The sale offers “just about anything that you would find if you went to a nursery or greenhouse,” Ms. Mathis said.

The group buys the plants wholesale when they can; many are dug up from Master Gardeners’ own yards.

“There are natives, and lots of people perhaps don’t grow native plants in their yard, so those would maybe be a bit unusual because Master Gardeners tend to grow native plants,” Ms. Mathis said.

Customers may be able to find plants like native columbines, native asters and native geranium, also known as cranesbill, she said.

The plant sale started at least 20 years ago, Ms. Cohee said.

“When the sale first started, it was very small,” she said.

“We just sold a few geraniums. The master gardeners dug up things from their own yards.

It was just a way to earn a little bit of extra money and from there it just grew.”

As the sale became more successful, the Kent County Master Gardeners decided they needed to do something with the money and designated it for scholarships.

“A good cause is a good cause,” Ms. Mathis said.

“The field of horticulture is to a lot of us very important. In today’s society we are losing touch with what our environment is providing. And I think that the more young people that we encourage going into horticulture fields can’t be but good.”

• _MATERIAL_:

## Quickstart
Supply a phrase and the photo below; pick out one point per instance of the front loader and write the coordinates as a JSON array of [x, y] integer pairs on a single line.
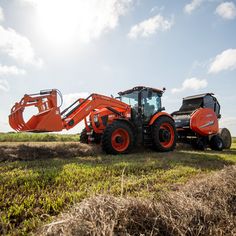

• _TASK 1_:
Answer these from the plant sale article above:
(a) According to Ms. Cohee, how long ago did the sale start?
(b) What did the Kent County Master Gardeners designate the sale money for?
(c) What other name does the article give for native geranium?
• _TASK 2_: List every native plant that the plant sale article says customers may be able to find.
• _TASK 3_: Reproduce the passage of the plant sale article starting at "The group buys" and ending at "Ms. Cohee said.".

• _RESPONSE 1_:
(a) At least 20 years ago.
(b) Scholarships.
(c) Cranesbill.

• _RESPONSE 2_:
- Native columbines
- Native asters
- Native geranium (cranesbill)

• _RESPONSE 3_:
The group buys the plants wholesale when they can; many are dug up from Master Gardeners’ own yards.

“There are natives, and lots of people perhaps don’t grow native plants in their yard, so those would maybe be a bit unusual because Master Gardeners tend to grow native plants,” Ms. Mathis said.

Customers may be able to find plants like native columbines, native asters and native geranium, also known as cranesbill, she said.

The plant sale started at least 20 years ago, Ms. Cohee said.